* [PROVIDED INFORMATION]:
※ ※ ※

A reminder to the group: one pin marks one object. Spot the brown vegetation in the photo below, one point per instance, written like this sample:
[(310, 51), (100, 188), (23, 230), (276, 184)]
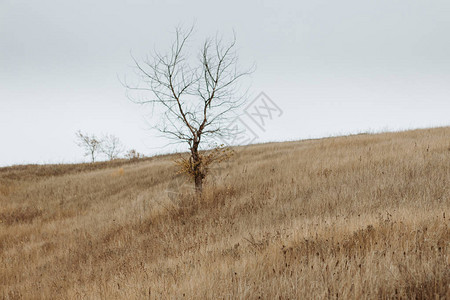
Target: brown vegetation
[(363, 216)]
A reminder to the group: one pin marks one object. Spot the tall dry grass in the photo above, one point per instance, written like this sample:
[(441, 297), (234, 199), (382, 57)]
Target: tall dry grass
[(354, 217)]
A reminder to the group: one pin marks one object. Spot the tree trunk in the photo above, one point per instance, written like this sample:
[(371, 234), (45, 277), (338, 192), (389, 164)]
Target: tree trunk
[(197, 165)]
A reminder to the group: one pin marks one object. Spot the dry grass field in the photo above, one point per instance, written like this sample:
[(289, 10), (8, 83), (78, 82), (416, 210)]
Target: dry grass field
[(363, 216)]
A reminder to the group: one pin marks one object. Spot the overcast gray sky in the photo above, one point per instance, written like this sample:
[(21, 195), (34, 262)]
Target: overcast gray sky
[(332, 67)]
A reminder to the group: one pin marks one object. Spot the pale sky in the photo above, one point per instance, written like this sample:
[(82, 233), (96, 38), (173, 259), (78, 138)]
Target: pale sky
[(332, 67)]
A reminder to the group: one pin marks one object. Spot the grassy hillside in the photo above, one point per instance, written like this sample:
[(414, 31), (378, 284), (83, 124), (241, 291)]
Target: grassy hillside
[(363, 216)]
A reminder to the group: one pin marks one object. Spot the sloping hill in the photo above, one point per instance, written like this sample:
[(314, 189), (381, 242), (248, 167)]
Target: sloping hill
[(352, 217)]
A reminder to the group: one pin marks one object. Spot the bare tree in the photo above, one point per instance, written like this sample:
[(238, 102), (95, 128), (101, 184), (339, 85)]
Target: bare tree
[(111, 146), (195, 97), (89, 143)]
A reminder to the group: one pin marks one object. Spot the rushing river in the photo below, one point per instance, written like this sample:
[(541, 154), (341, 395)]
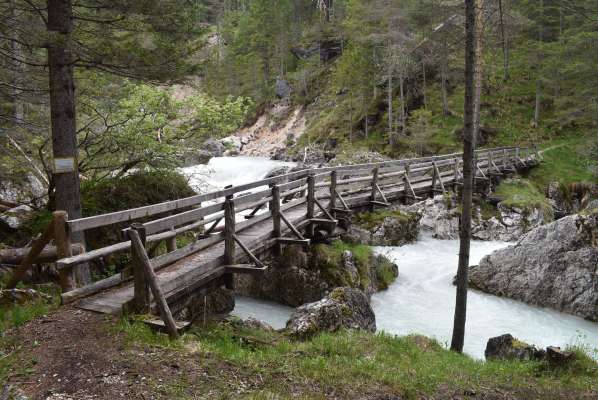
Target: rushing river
[(422, 299)]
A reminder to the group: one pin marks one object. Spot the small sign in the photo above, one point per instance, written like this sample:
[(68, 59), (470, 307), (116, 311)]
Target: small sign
[(64, 165)]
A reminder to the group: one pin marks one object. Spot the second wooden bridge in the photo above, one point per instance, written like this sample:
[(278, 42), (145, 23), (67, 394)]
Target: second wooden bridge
[(237, 225)]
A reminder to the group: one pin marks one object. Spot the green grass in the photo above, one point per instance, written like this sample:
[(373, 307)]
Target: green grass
[(329, 259), (567, 160), (349, 362), (12, 316), (521, 193)]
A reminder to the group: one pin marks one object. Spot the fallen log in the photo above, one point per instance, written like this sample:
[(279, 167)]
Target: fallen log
[(9, 204), (48, 254)]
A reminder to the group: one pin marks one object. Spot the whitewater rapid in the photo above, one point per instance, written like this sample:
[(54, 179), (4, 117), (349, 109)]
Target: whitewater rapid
[(421, 301)]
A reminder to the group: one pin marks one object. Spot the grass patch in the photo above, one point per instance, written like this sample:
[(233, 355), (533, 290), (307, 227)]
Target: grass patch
[(329, 259), (567, 161), (350, 362), (15, 315)]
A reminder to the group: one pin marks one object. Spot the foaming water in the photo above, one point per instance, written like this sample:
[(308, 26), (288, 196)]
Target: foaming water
[(423, 297), (273, 313), (422, 300), (223, 171)]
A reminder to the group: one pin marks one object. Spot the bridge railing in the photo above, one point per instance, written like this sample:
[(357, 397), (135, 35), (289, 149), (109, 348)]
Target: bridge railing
[(324, 191)]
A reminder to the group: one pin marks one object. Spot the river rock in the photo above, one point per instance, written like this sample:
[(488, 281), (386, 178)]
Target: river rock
[(300, 276), (220, 301), (282, 88), (23, 189), (17, 216), (232, 145), (440, 216), (385, 228), (345, 307), (558, 358), (506, 347), (554, 265)]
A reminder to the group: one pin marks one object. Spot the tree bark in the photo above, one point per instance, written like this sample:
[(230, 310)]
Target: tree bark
[(62, 116), (472, 27), (540, 57), (505, 47), (443, 77), (402, 89), (389, 100)]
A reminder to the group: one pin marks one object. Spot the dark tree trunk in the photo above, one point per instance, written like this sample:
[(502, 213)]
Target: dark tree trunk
[(469, 120), (540, 59), (443, 77), (505, 47), (62, 110)]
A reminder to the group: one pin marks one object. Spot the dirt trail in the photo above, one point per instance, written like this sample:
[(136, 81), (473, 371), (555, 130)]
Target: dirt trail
[(273, 130)]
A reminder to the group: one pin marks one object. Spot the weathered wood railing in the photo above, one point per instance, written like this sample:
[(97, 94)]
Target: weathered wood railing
[(326, 193)]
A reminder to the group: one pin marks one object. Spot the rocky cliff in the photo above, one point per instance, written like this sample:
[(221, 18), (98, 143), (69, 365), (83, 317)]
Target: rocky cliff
[(554, 265)]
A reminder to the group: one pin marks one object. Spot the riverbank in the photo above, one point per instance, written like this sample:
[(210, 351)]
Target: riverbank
[(72, 354)]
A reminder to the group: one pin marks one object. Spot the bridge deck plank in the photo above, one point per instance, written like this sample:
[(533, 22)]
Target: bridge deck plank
[(199, 267)]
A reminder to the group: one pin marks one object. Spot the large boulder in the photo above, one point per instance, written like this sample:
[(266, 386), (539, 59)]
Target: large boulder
[(554, 265), (384, 228), (282, 89), (440, 216), (345, 307), (506, 347)]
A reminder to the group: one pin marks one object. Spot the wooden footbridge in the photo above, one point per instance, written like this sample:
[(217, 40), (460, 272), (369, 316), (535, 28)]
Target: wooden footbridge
[(236, 225)]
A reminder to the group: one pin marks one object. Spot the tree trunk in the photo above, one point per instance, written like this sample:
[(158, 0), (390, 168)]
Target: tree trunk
[(443, 76), (402, 89), (389, 100), (424, 85), (505, 47), (17, 79), (62, 111), (472, 27)]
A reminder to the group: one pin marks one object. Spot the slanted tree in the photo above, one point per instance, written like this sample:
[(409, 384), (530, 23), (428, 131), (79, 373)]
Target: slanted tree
[(473, 30)]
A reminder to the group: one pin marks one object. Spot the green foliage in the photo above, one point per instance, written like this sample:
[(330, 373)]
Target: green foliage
[(14, 315), (329, 260), (135, 190), (574, 159), (146, 127), (370, 220), (522, 194), (30, 229), (385, 272), (130, 191)]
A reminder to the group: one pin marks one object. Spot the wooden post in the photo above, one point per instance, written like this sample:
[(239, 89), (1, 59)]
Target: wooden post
[(455, 174), (333, 184), (311, 195), (229, 238), (138, 247), (275, 210), (141, 296), (63, 249), (36, 248), (433, 178), (171, 244), (375, 173)]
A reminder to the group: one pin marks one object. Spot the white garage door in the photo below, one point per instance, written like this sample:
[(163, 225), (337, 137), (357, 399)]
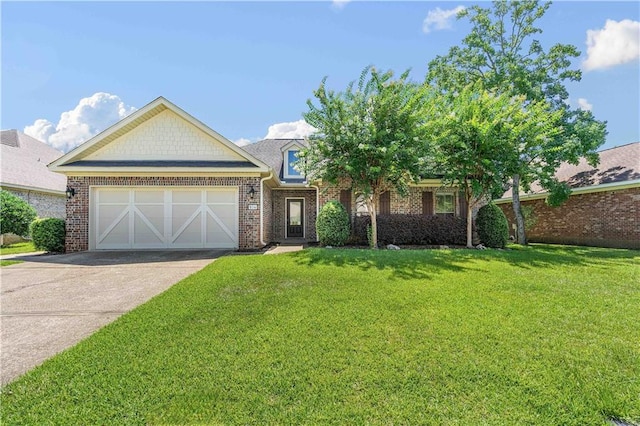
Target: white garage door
[(149, 218)]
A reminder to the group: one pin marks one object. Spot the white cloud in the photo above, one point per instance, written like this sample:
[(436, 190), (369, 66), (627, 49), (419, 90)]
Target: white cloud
[(584, 105), (339, 4), (438, 19), (292, 130), (615, 44), (91, 116)]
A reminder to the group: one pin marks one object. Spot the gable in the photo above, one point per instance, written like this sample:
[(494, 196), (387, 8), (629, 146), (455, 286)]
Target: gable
[(165, 136)]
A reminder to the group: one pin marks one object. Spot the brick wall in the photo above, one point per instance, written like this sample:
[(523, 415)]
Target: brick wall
[(279, 212), (78, 207), (46, 205), (601, 219)]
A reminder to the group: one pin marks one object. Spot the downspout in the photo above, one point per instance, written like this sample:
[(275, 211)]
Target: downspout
[(317, 204), (262, 207)]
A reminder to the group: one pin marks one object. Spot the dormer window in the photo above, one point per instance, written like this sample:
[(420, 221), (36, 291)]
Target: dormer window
[(290, 158)]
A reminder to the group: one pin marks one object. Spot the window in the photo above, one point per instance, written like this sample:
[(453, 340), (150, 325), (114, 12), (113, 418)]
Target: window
[(445, 204), (290, 159)]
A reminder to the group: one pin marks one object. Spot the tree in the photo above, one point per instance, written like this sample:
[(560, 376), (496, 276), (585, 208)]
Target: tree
[(474, 132), (370, 136), (15, 214), (501, 52)]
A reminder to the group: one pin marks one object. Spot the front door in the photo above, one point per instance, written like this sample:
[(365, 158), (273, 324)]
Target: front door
[(295, 218)]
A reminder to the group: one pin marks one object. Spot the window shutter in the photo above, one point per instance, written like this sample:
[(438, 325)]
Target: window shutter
[(345, 200), (462, 202), (427, 203), (385, 203)]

※ ※ ※

* [THE PROBLEM]: Copy the records again, from their start through the line containing "[(352, 217)]", with the requests included. Add 53 to every coordinate in the answers only, and leave the pictures out.

* [WRITTEN SOLUTION]:
A reminder to the group: one pin marks one object. Spot the brown vegetation in the photo below, one point per instance, written like this sample:
[(310, 51), (100, 188), (23, 230), (276, 184)]
Target: brown vegetation
[(416, 269)]
A reminder to the group: one pin marks one object. Spot the tall dry grass in the photo above, one point per instance, written like this sample:
[(441, 297), (234, 199), (382, 57)]
Target: tall dry grass
[(407, 270)]
A reminder to the group: one pin marks one object. Spot the tree trunk in the photo above, one point per instance, written like this sample:
[(371, 234), (45, 277), (338, 192), (389, 164)]
Target: tree trunk
[(250, 218)]
A reminder to the group: one pin marks one object. Spot the dry grass field in the photo above, one point per instance, written like this sample:
[(289, 10), (8, 83), (78, 82), (416, 210)]
Target: dry grass field
[(416, 269)]
A reminder to the group: one pin marks one object. Spot the overcast gray sky in the photo above, one point per instance, written like this sample:
[(21, 195), (34, 262)]
Target: overcast gray sky
[(385, 120)]
A reminder to the group: one pin marks one object. Spot the pale sky in the photo above, one point per instance, written like this sample:
[(82, 233), (96, 38), (173, 259), (78, 138)]
Target: pale sky
[(385, 120)]
A reminder to the group: one pin marks one object. Spot the grassy hillside in the photo above, one point per instance, written like this sample:
[(414, 31), (378, 284), (83, 124), (241, 291)]
Target: grassy hillside
[(416, 269)]
A reminder to the group: one pin marks one object. Spot the sloping hill in the photo above, one point per instance, written like this sample:
[(314, 189), (381, 242), (248, 167)]
Target: sloping hill
[(405, 270)]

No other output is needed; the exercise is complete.